● **指示内容 1**
モノポリーとお金についての文章のうち、「このように、プレイヤーに最初」から「5/12にイーロン・マスク氏がポストしていた件が、まさにこのことです。」までの部分をそのまま引用してもらえますか?

● **抜粋テキスト**
【漫画】モノポリーで分かるお金

2024年5月20日
全体に公開

前回の記事では、「政府支出がまず先(スペンディング・ファースト)」についてとりあげました。ニューヨーク州立大学ストーニーブルック校のステファニーケルトン教授は、モノポリーの事例を使って、通貨を発行する政府の役割を説明します。

このように、プレイヤーに最初にお金を配るバンカーの役割と、通貨を発行する政府の役割は似ているということになります。バンカーが最初にプレイヤーにお金を渡さない限り、モノポリーのボード上で、プレイヤーは様々な経済活動を行うことはありえません。つまり、通貨を発行する政府が支出して、国民にお金を渡さない限り、国民は通貨を介した経済活動を行うことはできないのです。モノポリーのバンカーと通貨を発行する政府は通貨の「発行者」であり、モノポリーのプレイヤーや、一般の家計・企業・地方政府は通貨の「利用者」ということになります。

5/12にイーロン・マスク氏がポストしていた件が、まさにこのことです。

イーロンマスク氏は、モノポリーの公式ルールブックの「もし銀行がお金が無くなったら?」という質問と回答を引用しながら、「(これが)連邦準備制度(the Federal Reserve)の仕組みだ」と言っているわけです。

(元データ)
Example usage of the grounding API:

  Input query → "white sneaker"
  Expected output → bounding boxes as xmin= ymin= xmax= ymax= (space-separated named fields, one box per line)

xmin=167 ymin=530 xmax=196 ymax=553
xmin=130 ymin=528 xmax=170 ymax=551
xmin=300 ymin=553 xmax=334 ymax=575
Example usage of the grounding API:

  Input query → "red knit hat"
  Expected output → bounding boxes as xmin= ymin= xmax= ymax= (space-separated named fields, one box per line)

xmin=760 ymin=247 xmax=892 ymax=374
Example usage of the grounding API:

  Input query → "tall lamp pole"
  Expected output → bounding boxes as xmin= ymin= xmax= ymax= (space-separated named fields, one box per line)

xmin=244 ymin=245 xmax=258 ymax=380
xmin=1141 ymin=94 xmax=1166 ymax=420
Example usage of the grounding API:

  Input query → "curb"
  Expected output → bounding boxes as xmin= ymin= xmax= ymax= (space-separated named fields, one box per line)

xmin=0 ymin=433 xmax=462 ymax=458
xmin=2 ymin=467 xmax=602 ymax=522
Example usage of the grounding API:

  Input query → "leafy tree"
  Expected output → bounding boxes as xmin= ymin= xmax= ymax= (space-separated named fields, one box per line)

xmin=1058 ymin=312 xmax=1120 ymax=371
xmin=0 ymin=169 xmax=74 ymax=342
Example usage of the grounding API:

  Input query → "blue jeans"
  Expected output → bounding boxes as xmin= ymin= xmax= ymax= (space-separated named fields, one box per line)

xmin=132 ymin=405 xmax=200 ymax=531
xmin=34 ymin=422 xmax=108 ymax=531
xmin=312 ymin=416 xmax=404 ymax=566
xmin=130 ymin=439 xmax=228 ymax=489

● **指示内容 2**
レコードの先頭から「xmin=760 ymin=247 xmax=892 ymax=374」を含む行までの範囲だけを、「Expected output」を「Desired output」に置き換え、ほかは一切変えずに書き直してもらえますか?

● **結果 1**
このように、プレイヤーに最初にお金を配るバンカーの役割と、通貨を発行する政府の役割は似ているということになります。バンカーが最初にプレイヤーにお金を渡さない限り、モノポリーのボード上で、プレイヤーは様々な経済活動を行うことはありえません。つまり、通貨を発行する政府が支出して、国民にお金を渡さない限り、国民は通貨を介した経済活動を行うことはできないのです。モノポリーのバンカーと通貨を発行する政府は通貨の「発行者」であり、モノポリーのプレイヤーや、一般の家計・企業・地方政府は通貨の「利用者」ということになります。

5/12にイーロン・マスク氏がポストしていた件が、まさにこのことです。

● **結果 2**
Example usage of the grounding API:

  Input query → "white sneaker"
  Desired output → bounding boxes as xmin= ymin= xmax= ymax= (space-separated named fields, one box per line)

xmin=167 ymin=530 xmax=196 ymax=553
xmin=130 ymin=528 xmax=170 ymax=551
xmin=300 ymin=553 xmax=334 ymax=575
Example usage of the grounding API:

  Input query → "red knit hat"
  Desired output → bounding boxes as xmin= ymin= xmax= ymax= (space-separated named fields, one box per line)

xmin=760 ymin=247 xmax=892 ymax=374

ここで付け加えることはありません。